Texte à lire:
__________

«Depuis le début, il voulait des papiers»: les mariages gris, cette filière d’immigration qui arnaque les plus vulnérables
Les escroqueries sentimentales dans un but migratoire frappent en particulier les Français issus de l’immigration. Punies par la loi, elles sont très difficiles à démontrer devant un tribunal. Les contempteurs de cette notion dénoncent son caractère «raciste».
Asma H., 44 ans, essaie d’arrêter de fumer. Pour les enfants, «c’est un mauvais exemple». Elle le sait mais depuis le 21 avril 2023, cette habitante de Brignoles (Var) grille les cigarettes en ressassant son chagrin. Ce jour-là, raconte-t-elle de sa voix enrouée, son mari Chérif, père de son cadet, Aylan, alors âgé d’un an, lui a expliqué qu’il n’était plus amoureux et préférait partir. Depuis, et en dépit d’un jugement du tribunal de Draguignan qui lui rappelle ses devoirs, il ne rend plus visite à son fils. Pour la pension, la CAF a dû puiser dans ses comptes.
À Marseille où il possède deux petites sociétés, il attend, a-t-on dit à Asma, une fille d’une nouvelle épouse. L’histoire pourrait conter la banale dissolution d’une relation usée et d’un père sans morale. Seulement l’ajout d’un élément complique la donne. La veille du jour où il a quitté Asma, Chérif, Algérien entré en France avec un visa touristique de trois mois en 2017, a obtenu une carte de résident de dix ans. En remontant le fil de leur relation, Asma s’est forgé une certitude : «c’était un mariage gris, depuis le début il voulait des papiers».
«Mais pourquoi on marie les clandestins ?»
Le «mariage gris» est une notion politique, entrée dans la loi en juin 2011. À l’époque le philosophe Philippe Huneman railla dans Libération «la dernière trouvaille du ministre de l’Immigration». Ce dernier, Éric Besson, socialiste rallié à la droite sarkozyste, voulait en effet distinguer les mariages blancs, où les deux parties sont complices, des «escroqueries sentimentales à but migratoire» dans laquelle un conjoint duperait l’autre. Désormais ces deux fraudes sont punies de cinq ans d’emprisonnement et de 15.000 euros d’amende. Car dans les deux cas, rappelle le ministère de l’Intérieur au Figaro, il s’agit «d’un détournement des voies légales d’immigration permettant l’entrée et/ou le séjour en France».
Si le mariage a eu lieu à l’étranger, il permet au conjoint d’obtenir le droit de venir en France. Et si la relation dure, de solliciter un titre de séjour pour «vie privée et familiale» voire une régularisation. D’après Beauvau, il est très difficile de quantifier les escroqueries avérées. Un rapport du réseau européen des migrations daté de 2012 affirme toutefois que la multiplication par deux en quinze ans des demandes d’annulation de mariages en traduisait une augmentation. Il évoquait même une «sous-évaluation».

__________

Données affichées:

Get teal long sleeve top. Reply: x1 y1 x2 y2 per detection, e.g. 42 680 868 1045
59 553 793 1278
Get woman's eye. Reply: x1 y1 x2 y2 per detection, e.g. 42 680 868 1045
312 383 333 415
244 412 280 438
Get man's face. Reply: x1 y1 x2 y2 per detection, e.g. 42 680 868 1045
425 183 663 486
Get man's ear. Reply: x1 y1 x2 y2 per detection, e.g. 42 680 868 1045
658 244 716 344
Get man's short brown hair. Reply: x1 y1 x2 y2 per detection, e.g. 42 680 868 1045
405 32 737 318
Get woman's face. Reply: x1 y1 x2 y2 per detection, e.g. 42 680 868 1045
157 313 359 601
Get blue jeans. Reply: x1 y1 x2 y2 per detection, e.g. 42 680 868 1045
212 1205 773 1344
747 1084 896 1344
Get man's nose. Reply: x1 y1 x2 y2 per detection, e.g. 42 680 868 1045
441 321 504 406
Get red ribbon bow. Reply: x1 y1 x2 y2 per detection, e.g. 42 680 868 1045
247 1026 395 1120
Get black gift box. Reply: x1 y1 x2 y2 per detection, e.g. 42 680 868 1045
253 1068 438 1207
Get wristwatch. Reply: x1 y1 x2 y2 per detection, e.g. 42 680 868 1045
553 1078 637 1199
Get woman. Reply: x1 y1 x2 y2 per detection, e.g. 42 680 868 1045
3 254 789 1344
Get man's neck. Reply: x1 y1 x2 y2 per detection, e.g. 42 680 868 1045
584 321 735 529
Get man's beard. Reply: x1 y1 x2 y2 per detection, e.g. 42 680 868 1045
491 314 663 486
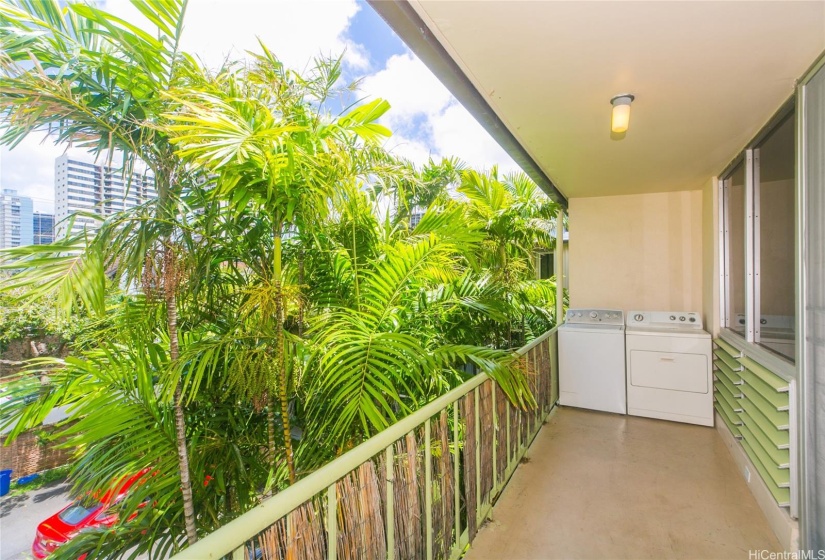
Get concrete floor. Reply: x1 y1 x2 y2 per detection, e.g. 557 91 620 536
466 408 782 560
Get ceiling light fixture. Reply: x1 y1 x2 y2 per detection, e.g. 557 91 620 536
610 93 636 134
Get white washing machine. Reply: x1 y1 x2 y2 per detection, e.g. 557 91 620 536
625 311 713 426
559 309 627 414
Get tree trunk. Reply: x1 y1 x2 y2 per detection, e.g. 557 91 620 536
264 398 277 497
275 234 295 484
163 245 198 546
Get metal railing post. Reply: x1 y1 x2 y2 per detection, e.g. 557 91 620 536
424 418 433 560
490 381 498 494
384 444 395 560
453 401 461 552
473 387 481 530
504 399 513 476
327 482 338 560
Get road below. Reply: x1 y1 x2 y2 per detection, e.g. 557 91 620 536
0 482 71 560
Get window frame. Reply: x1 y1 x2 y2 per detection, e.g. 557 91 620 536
717 96 799 367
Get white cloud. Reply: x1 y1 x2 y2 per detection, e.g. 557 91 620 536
0 0 517 211
361 53 452 130
106 0 369 70
361 52 518 172
0 0 369 212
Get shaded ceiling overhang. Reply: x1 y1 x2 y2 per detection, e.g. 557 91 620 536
367 0 567 209
368 0 825 204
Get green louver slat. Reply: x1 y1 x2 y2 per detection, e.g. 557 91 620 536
713 339 791 507
742 385 791 430
739 358 788 393
740 439 791 507
713 348 743 371
739 425 791 488
713 338 742 358
713 401 742 438
742 369 788 410
740 414 791 466
713 370 742 399
714 382 742 414
713 359 742 385
740 399 791 449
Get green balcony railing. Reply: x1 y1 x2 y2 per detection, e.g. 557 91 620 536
174 329 558 560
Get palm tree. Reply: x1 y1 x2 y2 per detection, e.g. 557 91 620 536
167 50 389 483
0 0 203 543
458 167 558 347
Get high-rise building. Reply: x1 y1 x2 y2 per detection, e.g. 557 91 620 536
32 212 54 245
0 189 32 249
54 154 157 236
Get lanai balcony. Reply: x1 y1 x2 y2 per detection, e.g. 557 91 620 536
169 0 825 559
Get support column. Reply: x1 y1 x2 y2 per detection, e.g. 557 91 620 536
553 208 564 325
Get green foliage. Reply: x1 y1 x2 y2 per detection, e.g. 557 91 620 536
0 274 96 349
0 0 556 558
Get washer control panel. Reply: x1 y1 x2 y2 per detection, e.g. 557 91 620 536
565 309 624 325
627 311 702 330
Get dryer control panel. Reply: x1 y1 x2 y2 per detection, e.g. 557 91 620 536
627 311 702 331
566 309 624 325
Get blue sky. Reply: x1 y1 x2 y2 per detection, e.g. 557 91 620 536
0 0 517 212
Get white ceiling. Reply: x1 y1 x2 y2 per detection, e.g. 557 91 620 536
410 0 825 197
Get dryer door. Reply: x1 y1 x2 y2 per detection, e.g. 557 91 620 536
629 350 710 393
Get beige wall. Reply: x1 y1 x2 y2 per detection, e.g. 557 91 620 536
569 190 707 314
702 177 720 336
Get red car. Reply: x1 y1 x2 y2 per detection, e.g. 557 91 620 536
32 469 149 560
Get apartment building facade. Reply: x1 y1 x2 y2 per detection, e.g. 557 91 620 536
54 154 157 236
0 189 32 249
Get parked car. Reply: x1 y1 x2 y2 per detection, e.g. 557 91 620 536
32 469 149 560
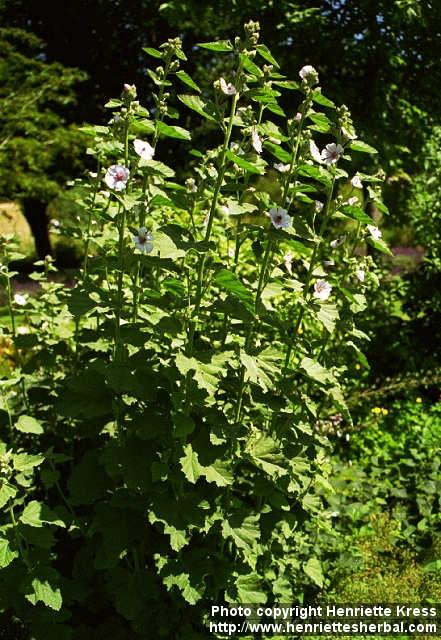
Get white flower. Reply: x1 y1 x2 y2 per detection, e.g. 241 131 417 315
274 162 291 173
133 138 155 160
251 129 262 153
133 227 153 253
314 200 325 213
269 207 291 229
314 280 332 300
104 164 130 191
299 64 318 80
322 142 344 164
351 173 363 189
329 236 346 249
14 293 28 307
283 251 293 276
309 140 322 164
366 224 383 240
219 78 237 96
17 327 29 336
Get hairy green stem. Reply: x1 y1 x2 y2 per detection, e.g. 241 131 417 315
282 172 335 379
187 80 241 355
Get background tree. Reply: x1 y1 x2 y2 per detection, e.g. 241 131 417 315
0 29 85 257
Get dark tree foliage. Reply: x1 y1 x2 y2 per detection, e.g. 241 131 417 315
0 29 84 257
0 0 441 232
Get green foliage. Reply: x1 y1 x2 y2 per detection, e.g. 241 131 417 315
0 22 384 640
408 127 441 272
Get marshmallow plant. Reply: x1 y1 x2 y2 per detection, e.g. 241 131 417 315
0 22 387 639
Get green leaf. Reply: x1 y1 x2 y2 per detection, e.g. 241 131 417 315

__________

Consigne: Recopiez le passage de l'article sur les mariages gris allant de « Asma H., 44 » jusqu'à « dans ses comptes. » inclus, en changeant « cigarettes » en « cigarillos ».

Bonne réponse:
Asma H., 44 ans, essaie d’arrêter de fumer. Pour les enfants, «c’est un mauvais exemple». Elle le sait mais depuis le 21 avril 2023, cette habitante de Brignoles (Var) grille les cigarillos en ressassant son chagrin. Ce jour-là, raconte-t-elle de sa voix enrouée, son mari Chérif, père de son cadet, Aylan, alors âgé d’un an, lui a expliqué qu’il n’était plus amoureux et préférait partir. Depuis, et en dépit d’un jugement du tribunal de Draguignan qui lui rappelle ses devoirs, il ne rend plus visite à son fils. Pour la pension, la CAF a dû puiser dans ses comptes.